*Required work*. Copy the material from the line containing "mark the region of the charred" through its end, substituting "distinct parts" for "separate parts" and leaving everything else unchanged.

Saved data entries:
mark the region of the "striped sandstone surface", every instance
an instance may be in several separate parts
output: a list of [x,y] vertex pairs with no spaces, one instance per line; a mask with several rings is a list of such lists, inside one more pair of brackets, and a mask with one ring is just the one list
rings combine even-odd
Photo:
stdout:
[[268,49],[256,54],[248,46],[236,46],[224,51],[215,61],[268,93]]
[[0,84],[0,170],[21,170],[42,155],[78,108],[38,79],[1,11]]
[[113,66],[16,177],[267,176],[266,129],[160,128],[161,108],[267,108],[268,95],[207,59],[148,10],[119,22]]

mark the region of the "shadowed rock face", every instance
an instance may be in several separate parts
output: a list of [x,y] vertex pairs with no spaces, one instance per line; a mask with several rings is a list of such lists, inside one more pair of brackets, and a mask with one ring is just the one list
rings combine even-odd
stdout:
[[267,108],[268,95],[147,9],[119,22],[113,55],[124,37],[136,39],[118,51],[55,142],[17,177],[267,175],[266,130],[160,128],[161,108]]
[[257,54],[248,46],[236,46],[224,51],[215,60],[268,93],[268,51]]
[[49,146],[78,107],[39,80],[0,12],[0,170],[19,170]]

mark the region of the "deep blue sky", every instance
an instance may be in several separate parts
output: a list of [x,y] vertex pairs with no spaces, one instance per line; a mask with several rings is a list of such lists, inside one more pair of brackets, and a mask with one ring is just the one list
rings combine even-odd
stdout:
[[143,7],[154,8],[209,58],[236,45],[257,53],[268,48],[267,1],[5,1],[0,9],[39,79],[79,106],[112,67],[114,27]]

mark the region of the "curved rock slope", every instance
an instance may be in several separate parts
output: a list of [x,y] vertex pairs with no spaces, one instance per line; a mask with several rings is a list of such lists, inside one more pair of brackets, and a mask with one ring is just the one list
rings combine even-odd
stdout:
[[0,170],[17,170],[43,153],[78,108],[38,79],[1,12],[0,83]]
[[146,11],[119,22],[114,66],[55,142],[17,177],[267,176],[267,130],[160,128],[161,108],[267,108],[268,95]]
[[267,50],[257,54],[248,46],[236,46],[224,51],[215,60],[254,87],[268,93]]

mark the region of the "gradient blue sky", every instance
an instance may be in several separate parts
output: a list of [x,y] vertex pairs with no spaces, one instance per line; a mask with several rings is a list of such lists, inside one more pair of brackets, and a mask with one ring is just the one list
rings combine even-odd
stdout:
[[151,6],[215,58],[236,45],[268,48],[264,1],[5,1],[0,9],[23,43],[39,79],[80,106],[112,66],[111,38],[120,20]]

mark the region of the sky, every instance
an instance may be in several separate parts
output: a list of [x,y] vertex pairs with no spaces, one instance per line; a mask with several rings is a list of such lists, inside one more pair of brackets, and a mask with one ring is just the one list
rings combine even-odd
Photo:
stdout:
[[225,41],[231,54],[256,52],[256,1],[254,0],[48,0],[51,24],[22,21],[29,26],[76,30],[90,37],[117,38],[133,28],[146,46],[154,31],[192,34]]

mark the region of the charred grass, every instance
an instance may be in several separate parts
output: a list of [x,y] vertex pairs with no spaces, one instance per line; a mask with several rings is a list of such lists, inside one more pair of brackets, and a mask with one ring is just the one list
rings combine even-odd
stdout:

*Response to the exercise*.
mark the region of the charred grass, every instance
an instance may be in several distinct parts
output: a list of [x,y] vertex pairs with no spaces, one instance per line; a mask with several rings is a list of such lists, inside one more pair of brackets, and a mask with one ring is just the one list
rings combine even-odd
stdout:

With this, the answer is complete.